### Information given ###

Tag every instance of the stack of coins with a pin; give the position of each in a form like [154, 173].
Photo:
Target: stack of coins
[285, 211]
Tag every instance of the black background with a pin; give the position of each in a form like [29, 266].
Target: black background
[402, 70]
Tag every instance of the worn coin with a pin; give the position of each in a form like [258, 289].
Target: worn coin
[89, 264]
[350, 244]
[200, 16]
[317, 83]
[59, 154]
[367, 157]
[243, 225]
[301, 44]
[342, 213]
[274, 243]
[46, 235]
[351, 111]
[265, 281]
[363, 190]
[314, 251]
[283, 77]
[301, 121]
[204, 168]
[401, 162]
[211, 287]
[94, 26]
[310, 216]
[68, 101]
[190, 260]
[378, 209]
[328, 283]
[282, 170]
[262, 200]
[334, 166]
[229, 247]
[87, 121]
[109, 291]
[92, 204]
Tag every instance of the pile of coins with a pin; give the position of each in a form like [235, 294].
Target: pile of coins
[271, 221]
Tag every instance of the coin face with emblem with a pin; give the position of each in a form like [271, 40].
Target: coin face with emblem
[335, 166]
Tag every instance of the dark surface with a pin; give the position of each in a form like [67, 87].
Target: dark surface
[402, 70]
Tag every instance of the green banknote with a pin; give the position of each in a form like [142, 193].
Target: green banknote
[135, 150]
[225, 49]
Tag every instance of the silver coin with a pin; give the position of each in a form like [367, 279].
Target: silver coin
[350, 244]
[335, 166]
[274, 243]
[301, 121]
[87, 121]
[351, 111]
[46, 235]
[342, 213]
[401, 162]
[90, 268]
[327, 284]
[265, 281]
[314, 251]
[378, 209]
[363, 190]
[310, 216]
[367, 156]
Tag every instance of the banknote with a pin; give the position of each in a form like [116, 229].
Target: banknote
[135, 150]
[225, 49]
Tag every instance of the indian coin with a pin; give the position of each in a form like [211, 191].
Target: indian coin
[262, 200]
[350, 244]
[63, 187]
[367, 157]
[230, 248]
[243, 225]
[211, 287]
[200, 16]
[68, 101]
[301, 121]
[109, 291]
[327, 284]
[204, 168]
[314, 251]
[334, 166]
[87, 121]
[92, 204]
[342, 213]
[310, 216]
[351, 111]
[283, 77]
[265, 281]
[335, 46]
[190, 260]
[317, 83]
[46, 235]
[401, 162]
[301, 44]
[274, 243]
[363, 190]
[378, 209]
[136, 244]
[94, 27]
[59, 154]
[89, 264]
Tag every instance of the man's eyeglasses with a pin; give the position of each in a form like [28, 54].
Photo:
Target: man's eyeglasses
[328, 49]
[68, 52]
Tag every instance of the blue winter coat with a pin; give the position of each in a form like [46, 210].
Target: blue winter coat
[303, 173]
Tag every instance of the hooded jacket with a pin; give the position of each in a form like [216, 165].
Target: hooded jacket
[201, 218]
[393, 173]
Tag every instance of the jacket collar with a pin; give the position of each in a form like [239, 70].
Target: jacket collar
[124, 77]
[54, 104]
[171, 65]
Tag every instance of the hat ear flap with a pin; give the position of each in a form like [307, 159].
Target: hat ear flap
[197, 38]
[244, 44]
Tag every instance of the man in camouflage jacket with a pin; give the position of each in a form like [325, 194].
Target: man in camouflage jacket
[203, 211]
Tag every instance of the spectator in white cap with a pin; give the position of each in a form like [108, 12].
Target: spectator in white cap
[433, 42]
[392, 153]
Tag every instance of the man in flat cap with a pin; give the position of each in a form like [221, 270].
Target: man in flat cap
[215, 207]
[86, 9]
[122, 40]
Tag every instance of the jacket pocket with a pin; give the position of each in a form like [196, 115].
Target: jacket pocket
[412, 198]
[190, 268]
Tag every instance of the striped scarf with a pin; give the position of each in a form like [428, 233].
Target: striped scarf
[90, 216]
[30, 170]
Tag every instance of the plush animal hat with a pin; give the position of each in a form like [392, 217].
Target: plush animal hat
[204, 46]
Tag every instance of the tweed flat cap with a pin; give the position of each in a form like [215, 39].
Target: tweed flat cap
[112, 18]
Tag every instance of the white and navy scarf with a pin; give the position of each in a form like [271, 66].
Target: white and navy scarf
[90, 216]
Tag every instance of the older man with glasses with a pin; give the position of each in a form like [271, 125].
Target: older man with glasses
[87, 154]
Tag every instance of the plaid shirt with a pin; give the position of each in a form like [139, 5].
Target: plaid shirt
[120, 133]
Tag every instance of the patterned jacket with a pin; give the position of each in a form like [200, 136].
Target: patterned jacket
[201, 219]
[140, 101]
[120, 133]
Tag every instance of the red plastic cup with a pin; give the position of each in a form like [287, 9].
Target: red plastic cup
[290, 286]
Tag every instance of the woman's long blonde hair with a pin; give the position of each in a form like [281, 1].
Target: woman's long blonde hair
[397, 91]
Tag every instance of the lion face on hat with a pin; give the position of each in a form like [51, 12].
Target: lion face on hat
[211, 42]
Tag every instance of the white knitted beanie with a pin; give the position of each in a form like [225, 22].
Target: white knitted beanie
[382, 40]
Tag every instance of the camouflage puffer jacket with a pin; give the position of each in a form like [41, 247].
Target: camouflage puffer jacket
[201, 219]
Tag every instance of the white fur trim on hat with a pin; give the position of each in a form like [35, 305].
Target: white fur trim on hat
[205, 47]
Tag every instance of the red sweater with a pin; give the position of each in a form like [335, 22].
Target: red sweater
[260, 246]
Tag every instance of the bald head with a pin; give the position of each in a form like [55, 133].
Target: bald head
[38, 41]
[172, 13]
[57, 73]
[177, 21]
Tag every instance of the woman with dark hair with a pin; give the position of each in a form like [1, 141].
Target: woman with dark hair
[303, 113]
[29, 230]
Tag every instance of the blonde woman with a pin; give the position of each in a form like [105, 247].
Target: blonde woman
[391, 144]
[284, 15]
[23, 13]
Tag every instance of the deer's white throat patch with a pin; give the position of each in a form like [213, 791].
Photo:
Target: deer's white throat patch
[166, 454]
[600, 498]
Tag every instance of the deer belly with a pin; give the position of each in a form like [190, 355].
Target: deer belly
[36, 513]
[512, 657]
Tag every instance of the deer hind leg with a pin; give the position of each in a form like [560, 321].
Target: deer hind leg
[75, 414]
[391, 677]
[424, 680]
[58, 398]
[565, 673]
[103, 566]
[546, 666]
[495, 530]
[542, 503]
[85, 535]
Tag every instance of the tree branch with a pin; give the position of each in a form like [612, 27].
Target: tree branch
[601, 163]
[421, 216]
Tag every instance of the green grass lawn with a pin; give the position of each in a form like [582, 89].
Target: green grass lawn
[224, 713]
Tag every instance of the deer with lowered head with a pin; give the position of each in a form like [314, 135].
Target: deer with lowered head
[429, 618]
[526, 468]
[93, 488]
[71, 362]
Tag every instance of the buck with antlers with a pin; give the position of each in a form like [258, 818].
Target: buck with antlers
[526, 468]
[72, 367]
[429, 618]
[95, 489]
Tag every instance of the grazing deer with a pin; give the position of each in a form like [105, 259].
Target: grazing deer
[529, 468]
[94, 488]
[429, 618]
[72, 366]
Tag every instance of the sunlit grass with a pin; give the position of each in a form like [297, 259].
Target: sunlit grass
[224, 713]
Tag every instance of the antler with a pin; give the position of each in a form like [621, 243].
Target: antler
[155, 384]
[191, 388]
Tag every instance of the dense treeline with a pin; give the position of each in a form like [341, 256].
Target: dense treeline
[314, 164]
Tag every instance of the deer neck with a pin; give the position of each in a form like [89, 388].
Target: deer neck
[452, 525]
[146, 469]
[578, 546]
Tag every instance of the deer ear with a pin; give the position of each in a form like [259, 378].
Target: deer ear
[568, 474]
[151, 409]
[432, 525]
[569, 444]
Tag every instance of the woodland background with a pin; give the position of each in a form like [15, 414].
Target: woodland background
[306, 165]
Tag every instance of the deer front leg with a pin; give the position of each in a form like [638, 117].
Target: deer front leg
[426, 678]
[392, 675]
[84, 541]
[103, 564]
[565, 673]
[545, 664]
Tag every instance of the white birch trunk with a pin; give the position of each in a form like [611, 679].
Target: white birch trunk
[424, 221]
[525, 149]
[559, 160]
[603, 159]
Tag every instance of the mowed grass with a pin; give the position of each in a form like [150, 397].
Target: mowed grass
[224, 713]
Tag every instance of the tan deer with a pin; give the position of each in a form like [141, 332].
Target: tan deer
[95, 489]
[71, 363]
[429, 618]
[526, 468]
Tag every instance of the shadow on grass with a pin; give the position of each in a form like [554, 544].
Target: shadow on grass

###

Given instruction: Output exactly the lines above, from the one holding "Tag every instance of the grazing" through the end of the data, including the first and last.

The response:
Tag every instance of the grazing deer with a pin; give the position of each in a form like [105, 259].
Target: grazing deer
[529, 468]
[94, 488]
[429, 618]
[72, 366]
Tag every instance of the sunlit grass with a pin; give the position of each in a form like [297, 259].
Target: sunlit grass
[224, 713]
Tag every instance of the antler with a pin; give the position of each in a form like [621, 243].
Target: antler
[155, 384]
[191, 388]
Tag every instance of the dense treeline with a pin; give the position of each in a form like [341, 256].
Target: dense treeline
[314, 164]
Tag every instance of the deer neck with a pin; give the position of each in a form like [89, 388].
Target: deer neck
[452, 525]
[146, 469]
[578, 546]
Tag every instance of the deer ear with a pin; give the position of each in a form like [259, 378].
Target: deer ear
[568, 474]
[151, 409]
[432, 525]
[569, 444]
Tag every instance of the woodland background with a pin; give the position of each in a form like [15, 414].
Target: woodland background
[306, 165]
Tag every instance of the deer front leg with a pin; give the position of each in a form like [638, 117].
Target: deer front leg
[426, 678]
[392, 675]
[84, 541]
[103, 564]
[565, 673]
[545, 664]
Tag every instance of the white birch trunk with a pin; give the position of each in a form like [611, 679].
Target: white birch trunk
[424, 221]
[525, 149]
[559, 160]
[603, 159]
Tag every instance of the mowed grass with a pin; give the position of each in a form like [150, 397].
Target: mowed grass
[224, 713]
Tag every instance of the tan deer with a pin; give the position of each in a form like [141, 332].
Target: tan deer
[95, 489]
[71, 363]
[429, 618]
[526, 468]
Tag every instance of the shadow on grass with a pin; give the position of each in a form like [554, 544].
Target: shadow on grass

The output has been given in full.